## SET PROBLEM
Copy the material below without changes, everything from the line containing "Mark all instances of camera strap." down to the line containing "[540,165,665,518]", with both of those lines included. Leave out every line outside that span.

## TASK DATA
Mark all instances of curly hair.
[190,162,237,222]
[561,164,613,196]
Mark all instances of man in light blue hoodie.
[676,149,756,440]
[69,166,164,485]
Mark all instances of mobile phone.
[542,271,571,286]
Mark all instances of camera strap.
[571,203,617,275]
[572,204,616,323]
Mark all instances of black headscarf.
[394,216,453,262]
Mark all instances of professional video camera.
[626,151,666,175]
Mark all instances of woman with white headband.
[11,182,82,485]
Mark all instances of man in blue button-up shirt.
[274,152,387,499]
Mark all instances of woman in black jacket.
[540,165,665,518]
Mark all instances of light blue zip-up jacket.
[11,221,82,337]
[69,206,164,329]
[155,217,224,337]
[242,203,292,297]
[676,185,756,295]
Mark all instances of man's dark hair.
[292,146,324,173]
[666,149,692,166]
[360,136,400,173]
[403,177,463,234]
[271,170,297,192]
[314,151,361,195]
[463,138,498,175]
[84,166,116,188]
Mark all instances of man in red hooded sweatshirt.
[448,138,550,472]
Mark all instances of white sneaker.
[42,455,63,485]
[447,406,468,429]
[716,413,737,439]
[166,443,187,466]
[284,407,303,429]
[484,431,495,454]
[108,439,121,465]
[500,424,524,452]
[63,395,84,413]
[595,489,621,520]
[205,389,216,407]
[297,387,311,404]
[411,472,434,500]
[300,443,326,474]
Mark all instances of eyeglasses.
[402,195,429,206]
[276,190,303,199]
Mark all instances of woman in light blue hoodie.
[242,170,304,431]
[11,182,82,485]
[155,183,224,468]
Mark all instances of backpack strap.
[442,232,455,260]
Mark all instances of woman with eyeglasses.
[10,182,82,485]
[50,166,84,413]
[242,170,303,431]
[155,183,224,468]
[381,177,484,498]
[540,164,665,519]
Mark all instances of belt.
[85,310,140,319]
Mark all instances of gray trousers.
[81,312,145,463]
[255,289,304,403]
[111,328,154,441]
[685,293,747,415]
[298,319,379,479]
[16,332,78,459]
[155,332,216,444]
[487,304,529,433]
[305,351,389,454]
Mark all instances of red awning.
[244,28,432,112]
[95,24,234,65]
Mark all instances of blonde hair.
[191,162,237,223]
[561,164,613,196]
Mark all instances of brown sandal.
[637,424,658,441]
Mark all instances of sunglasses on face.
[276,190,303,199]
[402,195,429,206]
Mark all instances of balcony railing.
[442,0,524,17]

## RESULT OF THIS TASK
Mark all instances of camera strap.
[571,203,617,275]
[572,204,616,323]
Mark all instances of black headscarf.
[394,216,453,262]
Mark all instances of professional video camera.
[626,151,666,175]
Mark all instances of woman with white headband.
[11,182,82,485]
Mark all instances of man in blue button-up shirt.
[274,152,387,499]
Mark all instances of woman in black jacket.
[540,165,665,518]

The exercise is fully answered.